---------- STUDY MATERIAL
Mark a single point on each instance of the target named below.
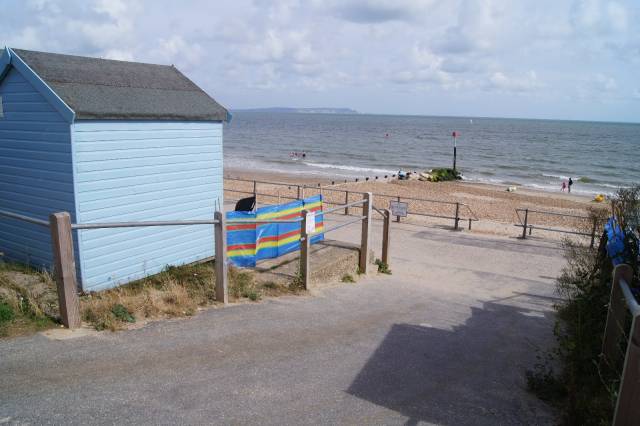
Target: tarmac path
(445, 339)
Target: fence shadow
(473, 374)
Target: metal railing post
(524, 227)
(627, 407)
(305, 244)
(65, 269)
(457, 218)
(593, 232)
(615, 316)
(346, 201)
(366, 231)
(221, 264)
(386, 234)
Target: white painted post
(221, 264)
(366, 231)
(386, 236)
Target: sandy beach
(492, 206)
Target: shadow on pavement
(473, 374)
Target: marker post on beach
(455, 135)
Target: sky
(577, 60)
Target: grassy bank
(573, 376)
(28, 301)
(28, 298)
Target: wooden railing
(64, 258)
(627, 411)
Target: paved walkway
(444, 340)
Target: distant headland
(301, 110)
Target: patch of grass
(177, 291)
(573, 376)
(348, 278)
(28, 300)
(296, 284)
(242, 284)
(383, 267)
(121, 313)
(444, 174)
(6, 313)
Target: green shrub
(573, 376)
(6, 313)
(444, 174)
(120, 312)
(383, 267)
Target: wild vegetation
(573, 376)
(28, 301)
(28, 298)
(443, 174)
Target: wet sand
(493, 206)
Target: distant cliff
(301, 110)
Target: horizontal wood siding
(140, 171)
(36, 176)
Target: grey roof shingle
(118, 90)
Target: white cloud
(524, 83)
(252, 50)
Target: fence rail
(627, 411)
(61, 230)
(461, 212)
(526, 225)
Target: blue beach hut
(107, 141)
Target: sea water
(600, 157)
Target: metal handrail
(342, 206)
(526, 225)
(629, 298)
(552, 213)
(24, 218)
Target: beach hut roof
(103, 89)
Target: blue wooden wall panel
(137, 171)
(35, 169)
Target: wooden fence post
(65, 269)
(457, 218)
(366, 231)
(386, 235)
(255, 194)
(615, 317)
(346, 201)
(305, 244)
(593, 231)
(221, 263)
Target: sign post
(398, 208)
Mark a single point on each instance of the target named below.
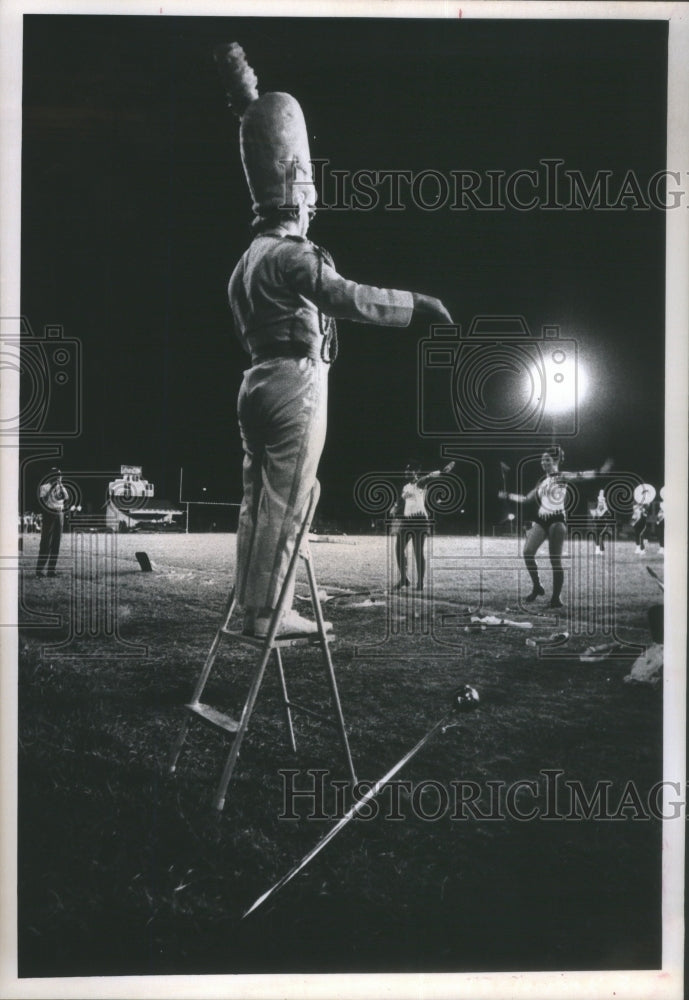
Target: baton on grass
(463, 700)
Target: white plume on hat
(274, 143)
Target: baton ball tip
(465, 699)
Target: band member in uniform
(550, 522)
(660, 522)
(285, 295)
(603, 521)
(52, 496)
(639, 522)
(411, 523)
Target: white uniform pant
(282, 410)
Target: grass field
(124, 869)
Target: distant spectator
(52, 496)
(660, 523)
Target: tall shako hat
(273, 139)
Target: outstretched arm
(518, 497)
(309, 275)
(421, 481)
(588, 473)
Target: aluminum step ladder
(268, 647)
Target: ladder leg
(268, 647)
(243, 726)
(285, 698)
(202, 680)
(330, 670)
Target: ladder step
(281, 640)
(213, 716)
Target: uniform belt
(285, 349)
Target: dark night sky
(135, 209)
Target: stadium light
(565, 386)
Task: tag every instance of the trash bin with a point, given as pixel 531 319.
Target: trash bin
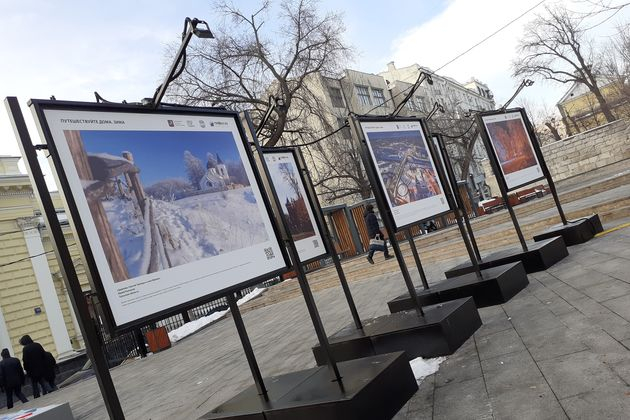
pixel 157 339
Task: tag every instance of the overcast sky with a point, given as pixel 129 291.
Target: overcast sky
pixel 72 48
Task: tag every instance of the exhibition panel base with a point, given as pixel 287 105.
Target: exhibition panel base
pixel 440 332
pixel 575 232
pixel 375 387
pixel 497 285
pixel 540 256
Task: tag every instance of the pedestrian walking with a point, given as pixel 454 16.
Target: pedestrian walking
pixel 34 359
pixel 375 234
pixel 51 371
pixel 11 377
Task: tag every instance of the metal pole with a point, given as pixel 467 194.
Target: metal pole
pixel 416 258
pixel 92 343
pixel 386 216
pixel 450 173
pixel 328 239
pixel 247 347
pixel 543 166
pixel 295 258
pixel 501 181
pixel 451 190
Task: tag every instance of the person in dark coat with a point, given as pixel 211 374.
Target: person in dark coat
pixel 34 359
pixel 51 370
pixel 11 377
pixel 373 230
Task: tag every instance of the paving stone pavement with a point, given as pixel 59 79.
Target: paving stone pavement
pixel 559 349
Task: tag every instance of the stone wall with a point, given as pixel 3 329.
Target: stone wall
pixel 589 150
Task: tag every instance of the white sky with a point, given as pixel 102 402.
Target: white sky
pixel 71 48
--------------------
▶ [DIRECTIONS FOR THIS TASK] All lines above in which the word "given" occurs should be identified and copied.

▶ [WRITTEN RESPONSE]
Task: tag every instance of the trash bin with a point, given as pixel 531 319.
Task: tag every instance of the overcast sky with a point, given as pixel 129 291.
Task: tag every instance of the exhibition panel base with a point, given as pixel 287 105.
Task: tag every instance of the pedestrian walking with a point, given as pixel 454 16.
Task: tag every instance of the metal pole with a point, given as pixel 467 194.
Task: tag every instance of the person in dark coat with a point, given as pixel 211 374.
Task: tag every instance of the paving stone pavement with a point, given as pixel 59 79.
Task: tag every instance of the stone wall with a point, given as pixel 3 329.
Task: tag every instance of the white sky with a point, given as pixel 102 402.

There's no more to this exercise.